### Questions to answer:
• 1. Based on the comments on the Latin Mass, say for each statement whether it agrees with the text. Answer yes or no, and quote the exact words of the text that decide it.
(a) The diocesan Tridentine Rite Mass group has proved better at welcoming visitors than the NO parish attended for many years.
(b) The COVID-1984 panic has brought quite a few new people to the TLM described in the first paragraph.
(c) None of the parishes with Tridentine Rite Masses sought out while traveling have been unfriendly.
• 2. In the comments on the Latin Mass, rename each "visitors" as "guests" in the part starting with "We have found" and going on through "in any way.", and give that part again with the change.
• 3. Go on with the comments on the Latin Mass from the point at which they stop.

### Provided passage:
I agree they’re on to something important, it’s something we’ve been working hard on at my TLM since the COVID-1984 panic has actually driven quite a few new folks to us, and we’ve had a lot more socializing after Mass among those of us who aren’t new as well, which has been great.
My only concern is that we not let our own best of intentions go awry as well. I view it as a somewhat delicate balance, but perhaps I’m overestimating the danger of going too far?
We have found the group in our (diocesan) Tridentine Rite Mass to be no better (or worse) in welcoming visitors than the NO parish we attended for many years. When we are traveling around the country – a thing of the past right now – we seek out parishes with Tridentine Rite Masses and are, truly, visitors. None of these have been unfriendly or questioning in any way.
I am not saying the folks are gregarious or touchy-feely. They are like Catholics have always been – you are left alone unless you reach out. The few times I felt motivated to reach out, people were very friendly. My personal view is that this is the way it should be. After all, you are their for God, primarily.
I bounced around from one NO parish to another to another for years. What kept me bouncing was atmosphere, or perhaps its lack. They seemed so…Protestant that I barely recognized the Catholicism of my childhood. I felt empty there. It was like going to a Lions Club meeting at times, and religion seemed the least important thing.

### Extracted entries:
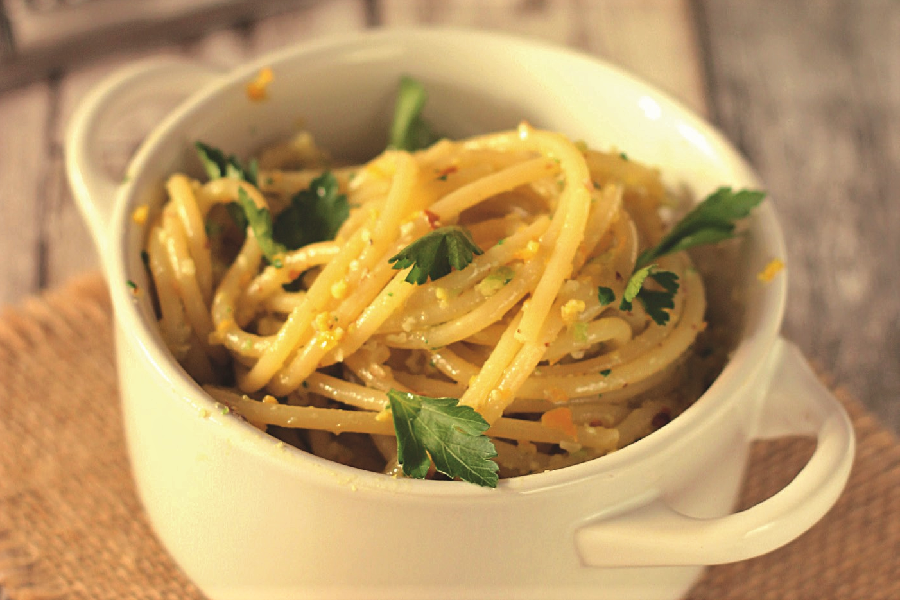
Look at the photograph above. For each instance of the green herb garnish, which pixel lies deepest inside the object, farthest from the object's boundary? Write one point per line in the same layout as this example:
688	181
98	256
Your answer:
439	430
655	302
436	254
711	221
314	215
408	130
218	165
260	221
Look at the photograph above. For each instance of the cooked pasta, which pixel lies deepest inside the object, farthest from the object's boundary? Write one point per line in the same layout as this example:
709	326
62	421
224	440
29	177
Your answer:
309	343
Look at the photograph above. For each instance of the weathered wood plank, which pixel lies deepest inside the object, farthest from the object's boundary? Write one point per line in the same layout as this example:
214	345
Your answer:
811	93
23	171
654	39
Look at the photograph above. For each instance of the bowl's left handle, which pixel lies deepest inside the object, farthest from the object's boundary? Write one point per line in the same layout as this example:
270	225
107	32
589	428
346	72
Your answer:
95	190
655	534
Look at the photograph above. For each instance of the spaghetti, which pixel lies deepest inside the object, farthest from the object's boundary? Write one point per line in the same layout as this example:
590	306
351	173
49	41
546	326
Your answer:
309	343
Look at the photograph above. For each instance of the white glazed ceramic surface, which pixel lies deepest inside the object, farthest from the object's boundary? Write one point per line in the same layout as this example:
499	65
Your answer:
247	518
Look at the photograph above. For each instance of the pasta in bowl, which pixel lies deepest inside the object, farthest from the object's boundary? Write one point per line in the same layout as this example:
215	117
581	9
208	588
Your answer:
371	314
247	515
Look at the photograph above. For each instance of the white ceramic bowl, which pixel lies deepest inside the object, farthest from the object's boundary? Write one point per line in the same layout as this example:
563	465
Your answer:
248	518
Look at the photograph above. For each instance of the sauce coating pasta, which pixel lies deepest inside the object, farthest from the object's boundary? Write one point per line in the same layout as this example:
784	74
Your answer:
308	344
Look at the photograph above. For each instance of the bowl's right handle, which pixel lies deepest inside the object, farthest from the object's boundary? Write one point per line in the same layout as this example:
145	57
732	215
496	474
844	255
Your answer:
657	535
94	189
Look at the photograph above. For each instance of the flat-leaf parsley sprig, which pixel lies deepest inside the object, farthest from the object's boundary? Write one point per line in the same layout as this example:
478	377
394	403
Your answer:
314	214
441	431
436	254
711	221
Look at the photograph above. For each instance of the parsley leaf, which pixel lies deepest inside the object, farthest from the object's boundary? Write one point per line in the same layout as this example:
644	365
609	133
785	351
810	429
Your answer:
711	221
408	130
436	254
451	435
605	295
260	221
314	215
218	165
655	302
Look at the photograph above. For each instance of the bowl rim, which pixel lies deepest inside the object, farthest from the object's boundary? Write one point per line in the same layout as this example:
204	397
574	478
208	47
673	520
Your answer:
746	362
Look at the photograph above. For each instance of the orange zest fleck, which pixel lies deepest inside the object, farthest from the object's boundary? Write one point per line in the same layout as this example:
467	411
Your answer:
772	269
560	419
257	90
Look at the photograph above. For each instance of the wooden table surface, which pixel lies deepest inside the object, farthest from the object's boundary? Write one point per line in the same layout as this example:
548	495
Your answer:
809	90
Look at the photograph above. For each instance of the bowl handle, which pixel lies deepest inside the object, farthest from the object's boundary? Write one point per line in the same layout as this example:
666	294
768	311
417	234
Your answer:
657	535
94	188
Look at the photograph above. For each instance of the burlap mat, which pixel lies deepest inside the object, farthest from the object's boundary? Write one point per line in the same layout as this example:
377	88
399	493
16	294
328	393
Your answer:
71	525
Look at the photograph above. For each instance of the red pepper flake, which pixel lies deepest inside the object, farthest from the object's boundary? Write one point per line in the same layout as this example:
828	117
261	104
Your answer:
433	220
560	419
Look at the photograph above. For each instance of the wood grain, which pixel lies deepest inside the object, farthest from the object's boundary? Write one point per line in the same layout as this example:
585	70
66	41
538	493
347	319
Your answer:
810	92
23	169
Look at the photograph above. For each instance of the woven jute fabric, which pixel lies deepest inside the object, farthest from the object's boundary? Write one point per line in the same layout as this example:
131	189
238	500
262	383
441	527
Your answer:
72	527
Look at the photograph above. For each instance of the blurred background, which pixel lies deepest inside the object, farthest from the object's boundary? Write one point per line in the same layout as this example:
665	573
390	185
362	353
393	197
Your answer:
808	90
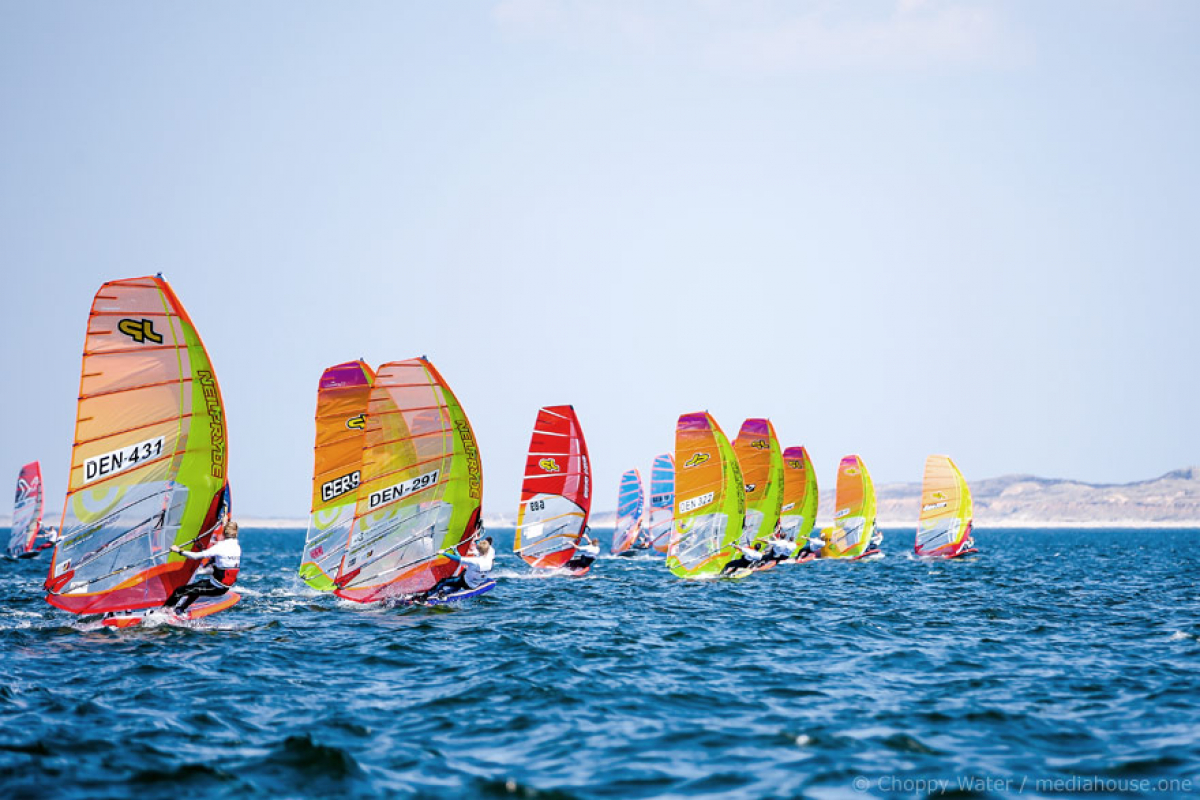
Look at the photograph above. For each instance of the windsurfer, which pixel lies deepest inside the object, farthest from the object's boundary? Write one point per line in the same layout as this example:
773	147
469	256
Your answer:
226	554
813	547
750	559
876	541
475	566
586	552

### Numbered responses:
• 1.
(a) No: "to be no better (or worse) in welcoming visitors than the NO parish we attended for many years."
(b) Yes: "the COVID-1984 panic has actually driven quite a few new folks to us"
(c) Yes: "None of these have been unfriendly or questioning in any way."

• 2.
We have found the group in our (diocesan) Tridentine Rite Mass to be no better (or worse) in welcoming guests than the NO parish we attended for many years. When we are traveling around the country – a thing of the past right now – we seek out parishes with Tridentine Rite Masses and are, truly, guests. None of these have been unfriendly or questioning in any way.

• 3.
A friend invited me to a TLM parish. I was awed by the reverence, the bells, the choir, the beauty, the holiness. After a few weeks I decided to join and prepared myself for an interview of some sort. When I called the parish secretary she asked me to fill out a simple form and drop it in the collection basket. I did, and a few days later received an email welcoming me to the parish. Soon after the pastor invited my wife and myself to dinner in the rectory with other parishioners, new and long-time. We never felt so welcomed, so embraced in any parish as we were (and continue to be) in this TLM parish.
That was 12 years ago. Our parish has grown by leaps and bounds. And nw we extend the same welcome and smiles and words to new faces as was done for us.
I love the TLM, it’s beauty, it’s God-centred trancendence and the reverence of the congregation. It saddens me greatly that where I live now (in southern Spain) I can only attend the TLM once a month, and it’s a long drive away. A visiting traditional priest travels down on the first Sunday of the month from Madrid to my nearest city to celebrate it. The little chapel is always packed out these days with mostly families and young people, a sign of the growing interest among Spanish Catholics for the traditional liturgy.
I know no one there, although some of the regulars nod and smile at me in recognition when we leave. I have never felt the slightest hostility, unfriendliness or suspicion; I’m sure no newcomers do. People at the TLM don’t chat in Church; they aren’t looking around to judge others, what they’re wearing, etc. They go to worship God in the most beautiful way this side of Heaven. That’s the way it should be and it suits me fine.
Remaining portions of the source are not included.